Copy the material below starting at the line that contains "of the potted" and ending at its final line, including the requests. Scale every point coordinate in the answers by 1.5, rounding to whole numbers with halves going up, and leave the numbers in the requests unchanged.

____________

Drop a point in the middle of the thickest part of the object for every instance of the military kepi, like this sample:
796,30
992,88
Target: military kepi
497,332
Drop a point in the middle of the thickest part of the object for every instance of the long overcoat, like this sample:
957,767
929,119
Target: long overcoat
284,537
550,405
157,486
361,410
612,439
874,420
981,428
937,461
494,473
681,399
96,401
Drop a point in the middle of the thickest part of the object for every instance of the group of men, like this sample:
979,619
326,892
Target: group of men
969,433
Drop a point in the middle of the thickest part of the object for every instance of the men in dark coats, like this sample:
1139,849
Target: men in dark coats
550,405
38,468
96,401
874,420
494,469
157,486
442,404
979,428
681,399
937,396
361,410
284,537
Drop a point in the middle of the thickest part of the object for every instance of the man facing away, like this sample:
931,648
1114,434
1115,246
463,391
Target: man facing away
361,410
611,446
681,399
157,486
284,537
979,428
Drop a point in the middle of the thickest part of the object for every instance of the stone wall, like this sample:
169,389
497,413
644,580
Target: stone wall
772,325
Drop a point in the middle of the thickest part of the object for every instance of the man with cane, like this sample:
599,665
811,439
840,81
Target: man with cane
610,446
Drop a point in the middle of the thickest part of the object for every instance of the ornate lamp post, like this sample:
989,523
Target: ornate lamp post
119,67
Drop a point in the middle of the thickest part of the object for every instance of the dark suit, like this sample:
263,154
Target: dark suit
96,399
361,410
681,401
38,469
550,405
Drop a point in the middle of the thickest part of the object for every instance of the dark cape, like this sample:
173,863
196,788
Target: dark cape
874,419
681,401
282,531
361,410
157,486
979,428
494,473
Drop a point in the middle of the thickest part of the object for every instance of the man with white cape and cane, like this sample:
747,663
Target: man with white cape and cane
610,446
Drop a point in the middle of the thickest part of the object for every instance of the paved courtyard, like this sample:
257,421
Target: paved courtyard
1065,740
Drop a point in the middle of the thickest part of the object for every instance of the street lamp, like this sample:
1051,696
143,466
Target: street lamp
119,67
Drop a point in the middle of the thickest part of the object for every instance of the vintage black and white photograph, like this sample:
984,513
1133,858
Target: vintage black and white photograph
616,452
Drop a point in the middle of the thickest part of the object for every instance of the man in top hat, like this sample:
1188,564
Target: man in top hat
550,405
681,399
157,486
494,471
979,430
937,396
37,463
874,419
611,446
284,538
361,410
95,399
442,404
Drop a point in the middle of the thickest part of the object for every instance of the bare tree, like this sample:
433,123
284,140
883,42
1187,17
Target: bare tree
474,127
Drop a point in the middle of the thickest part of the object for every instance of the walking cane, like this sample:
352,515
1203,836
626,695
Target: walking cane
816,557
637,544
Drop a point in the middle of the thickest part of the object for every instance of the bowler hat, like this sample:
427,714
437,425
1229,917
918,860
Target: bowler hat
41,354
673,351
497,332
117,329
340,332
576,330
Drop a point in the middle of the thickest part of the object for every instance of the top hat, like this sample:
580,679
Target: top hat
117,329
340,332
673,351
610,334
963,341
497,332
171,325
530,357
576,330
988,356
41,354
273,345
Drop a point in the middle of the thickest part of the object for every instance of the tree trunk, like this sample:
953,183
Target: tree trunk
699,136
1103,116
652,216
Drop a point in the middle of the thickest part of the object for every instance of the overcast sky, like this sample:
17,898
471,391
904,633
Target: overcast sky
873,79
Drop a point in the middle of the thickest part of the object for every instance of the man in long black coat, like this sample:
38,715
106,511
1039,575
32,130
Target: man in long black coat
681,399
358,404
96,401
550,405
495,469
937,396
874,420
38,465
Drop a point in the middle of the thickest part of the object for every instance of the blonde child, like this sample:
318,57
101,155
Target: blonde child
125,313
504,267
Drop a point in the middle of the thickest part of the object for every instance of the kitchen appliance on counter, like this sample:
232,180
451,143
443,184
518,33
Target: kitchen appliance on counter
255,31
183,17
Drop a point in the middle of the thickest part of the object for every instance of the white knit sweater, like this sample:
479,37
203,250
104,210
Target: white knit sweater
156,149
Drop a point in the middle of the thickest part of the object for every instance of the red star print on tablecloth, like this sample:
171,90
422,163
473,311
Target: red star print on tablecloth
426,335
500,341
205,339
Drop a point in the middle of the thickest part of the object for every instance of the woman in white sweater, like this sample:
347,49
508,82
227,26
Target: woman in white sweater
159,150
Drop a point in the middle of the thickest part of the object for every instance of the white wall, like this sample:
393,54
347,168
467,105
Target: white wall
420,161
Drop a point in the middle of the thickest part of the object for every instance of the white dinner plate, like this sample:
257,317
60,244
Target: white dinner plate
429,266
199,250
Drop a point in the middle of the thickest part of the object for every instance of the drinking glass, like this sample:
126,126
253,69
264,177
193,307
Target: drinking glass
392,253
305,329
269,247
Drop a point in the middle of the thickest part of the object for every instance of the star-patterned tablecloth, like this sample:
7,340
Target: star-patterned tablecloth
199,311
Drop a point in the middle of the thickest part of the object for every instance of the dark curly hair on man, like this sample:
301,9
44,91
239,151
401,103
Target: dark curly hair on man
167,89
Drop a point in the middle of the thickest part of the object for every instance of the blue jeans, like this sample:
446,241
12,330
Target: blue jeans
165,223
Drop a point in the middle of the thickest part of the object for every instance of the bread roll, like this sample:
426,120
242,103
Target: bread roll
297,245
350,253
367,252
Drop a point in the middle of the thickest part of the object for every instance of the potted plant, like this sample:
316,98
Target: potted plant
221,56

____________

TASK RESPONSE »
Drop a point in the middle of the thickest part of the object for every instance of the potted plant, like this sample:
316,98
Target: potted plant
332,84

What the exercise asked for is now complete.